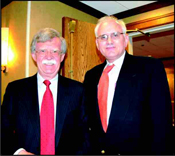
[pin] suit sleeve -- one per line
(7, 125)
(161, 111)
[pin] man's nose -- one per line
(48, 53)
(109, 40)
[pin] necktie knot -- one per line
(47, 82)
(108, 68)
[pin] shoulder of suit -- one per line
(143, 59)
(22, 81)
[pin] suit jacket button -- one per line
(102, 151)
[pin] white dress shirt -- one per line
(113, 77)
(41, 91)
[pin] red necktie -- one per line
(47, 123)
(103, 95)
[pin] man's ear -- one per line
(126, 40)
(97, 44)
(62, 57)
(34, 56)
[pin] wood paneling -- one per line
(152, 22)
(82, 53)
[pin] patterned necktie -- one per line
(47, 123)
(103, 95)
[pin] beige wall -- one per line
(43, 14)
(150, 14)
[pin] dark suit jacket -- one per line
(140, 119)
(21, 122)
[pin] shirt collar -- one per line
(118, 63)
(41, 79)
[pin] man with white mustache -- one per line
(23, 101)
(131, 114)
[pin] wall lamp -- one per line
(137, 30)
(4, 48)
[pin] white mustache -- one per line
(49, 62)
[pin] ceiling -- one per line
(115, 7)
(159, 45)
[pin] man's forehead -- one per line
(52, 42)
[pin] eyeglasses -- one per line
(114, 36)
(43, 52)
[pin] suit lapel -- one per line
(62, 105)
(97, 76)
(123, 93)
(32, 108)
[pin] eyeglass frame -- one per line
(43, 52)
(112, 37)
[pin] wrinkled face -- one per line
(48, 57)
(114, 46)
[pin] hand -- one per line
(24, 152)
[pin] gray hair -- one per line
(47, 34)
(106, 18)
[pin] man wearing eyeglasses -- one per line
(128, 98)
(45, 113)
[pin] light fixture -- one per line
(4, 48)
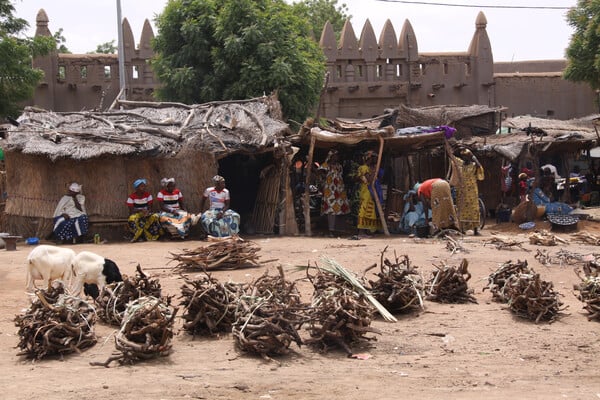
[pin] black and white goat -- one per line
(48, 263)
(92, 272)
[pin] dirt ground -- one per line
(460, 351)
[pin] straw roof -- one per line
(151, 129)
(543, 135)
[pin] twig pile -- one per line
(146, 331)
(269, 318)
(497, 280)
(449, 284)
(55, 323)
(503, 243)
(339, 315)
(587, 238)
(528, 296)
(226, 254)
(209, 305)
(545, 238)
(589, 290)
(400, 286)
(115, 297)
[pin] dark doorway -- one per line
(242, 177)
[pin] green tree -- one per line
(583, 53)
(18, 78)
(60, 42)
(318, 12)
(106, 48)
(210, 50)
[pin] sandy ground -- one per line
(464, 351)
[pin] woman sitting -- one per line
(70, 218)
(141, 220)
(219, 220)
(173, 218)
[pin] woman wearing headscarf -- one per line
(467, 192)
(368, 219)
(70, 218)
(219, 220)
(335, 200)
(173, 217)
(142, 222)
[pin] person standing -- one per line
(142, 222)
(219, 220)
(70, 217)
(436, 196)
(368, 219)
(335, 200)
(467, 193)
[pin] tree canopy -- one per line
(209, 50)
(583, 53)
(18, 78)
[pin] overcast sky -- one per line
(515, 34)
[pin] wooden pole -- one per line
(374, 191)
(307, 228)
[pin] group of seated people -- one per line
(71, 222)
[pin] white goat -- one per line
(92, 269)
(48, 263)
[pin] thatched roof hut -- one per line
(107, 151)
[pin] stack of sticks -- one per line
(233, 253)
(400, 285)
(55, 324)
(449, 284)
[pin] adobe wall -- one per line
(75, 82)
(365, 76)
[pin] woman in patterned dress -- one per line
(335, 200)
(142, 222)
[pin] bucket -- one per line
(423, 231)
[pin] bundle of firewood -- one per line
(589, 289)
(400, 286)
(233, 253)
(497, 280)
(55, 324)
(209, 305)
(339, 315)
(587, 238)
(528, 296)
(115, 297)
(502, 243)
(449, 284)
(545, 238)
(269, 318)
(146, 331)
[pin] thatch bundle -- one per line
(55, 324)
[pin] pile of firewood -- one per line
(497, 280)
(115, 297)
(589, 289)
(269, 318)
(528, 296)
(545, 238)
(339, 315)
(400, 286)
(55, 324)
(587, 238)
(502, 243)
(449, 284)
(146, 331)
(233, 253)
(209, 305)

^^^^

* TASK REQUIREMENTS:
Every word of the material, and none of its pictures, should be set down again.

* OUTPUT BELOW:
[pin] suit sleeve -- one per line
(7, 125)
(161, 111)
[pin] man's nose -- one per line
(48, 53)
(109, 40)
[pin] necktie knot -- one per line
(47, 82)
(108, 68)
[pin] shoulder of suit -- one per line
(143, 59)
(22, 81)
[pin] suit jacket button -- one per line
(102, 151)
[pin] white dress shirt -- one per line
(113, 77)
(41, 91)
[pin] red necktie -- one per line
(47, 123)
(103, 95)
[pin] man's ear -- one per line
(126, 40)
(97, 44)
(62, 57)
(34, 56)
[pin] wood paneling -- one per line
(152, 22)
(82, 53)
[pin] patterned necktie -- one per line
(47, 123)
(103, 95)
[pin] beige wall -- one per line
(43, 14)
(150, 14)
[pin] dark suit jacket -- one per line
(140, 119)
(21, 122)
[pin] shirt collar -- one per line
(118, 63)
(41, 79)
[pin] man with white mustache -- one per line
(23, 101)
(131, 114)
[pin] wall lamp -- one per line
(137, 30)
(4, 48)
[pin] white mustache -- one per line
(49, 62)
[pin] ceiling -- one per line
(115, 7)
(159, 45)
[pin] man's forehead -- one per line
(52, 42)
[pin] eyeglasses -- one per line
(114, 36)
(43, 52)
[pin] suit lapel -- one per line
(62, 105)
(97, 76)
(123, 93)
(32, 108)
[pin] eyeglass frame -- one per line
(43, 52)
(112, 37)
[pin] wrinkled face -- one per line
(48, 57)
(114, 46)
[pin] hand -- one per line
(24, 152)
[pin] gray hair -- one per line
(47, 34)
(106, 18)
[pin] man wearing eyeglasses -- one per line
(128, 98)
(45, 113)
[pin] light fixture -- one per line
(4, 48)
[pin] black and white goat -- one per line
(48, 263)
(92, 272)
[pin] dirt ground -- one per line
(460, 351)
[pin] straw roof -- one per line
(151, 129)
(543, 135)
[pin] twig pile -- one per line
(146, 331)
(269, 318)
(497, 280)
(449, 284)
(55, 323)
(503, 243)
(339, 315)
(587, 238)
(528, 296)
(226, 254)
(209, 305)
(545, 238)
(589, 290)
(400, 286)
(115, 297)
[pin] dark doorway -- one per line
(242, 177)
[pin] green tree -- one per line
(583, 53)
(18, 78)
(60, 42)
(318, 12)
(106, 48)
(210, 50)
[pin] sandy ground -- one per line
(464, 351)
[pin] woman sitting -- one per line
(70, 218)
(141, 220)
(219, 220)
(173, 218)
[pin] woman wearing headscarf -- one per line
(467, 192)
(368, 219)
(70, 218)
(219, 220)
(335, 200)
(173, 217)
(142, 222)
[pin] person standing -- one per line
(142, 222)
(219, 220)
(70, 217)
(436, 196)
(368, 219)
(335, 200)
(467, 193)
[pin] tree canopy -- one per line
(209, 50)
(583, 53)
(18, 78)
[pin] overcast sky -- one per line
(515, 34)
[pin] wooden pole -- one per line
(374, 191)
(307, 228)
[pin] group of seated people -- one per line
(71, 222)
[pin] white goat -- one per line
(92, 269)
(48, 263)
[pin] thatched roof hut -- one per line
(107, 151)
[pin] stack of sticks -- one per line
(233, 253)
(400, 285)
(55, 324)
(449, 284)
[pin] adobe wall -- one per line
(75, 82)
(365, 76)
[pin] woman in patterned dress -- one per line
(335, 200)
(142, 222)
[pin] bucket -- one per line
(423, 231)
[pin] bundle of firewood -- one per line
(589, 289)
(400, 286)
(233, 253)
(497, 280)
(55, 324)
(209, 305)
(339, 315)
(587, 238)
(528, 296)
(115, 297)
(502, 243)
(449, 284)
(545, 238)
(269, 318)
(146, 331)
[pin] thatch bundle -- one per line
(55, 324)
[pin] pile of firewood -- one per line
(497, 280)
(115, 297)
(589, 289)
(269, 318)
(528, 296)
(545, 238)
(339, 315)
(400, 286)
(55, 324)
(587, 238)
(502, 243)
(449, 284)
(146, 331)
(233, 253)
(209, 305)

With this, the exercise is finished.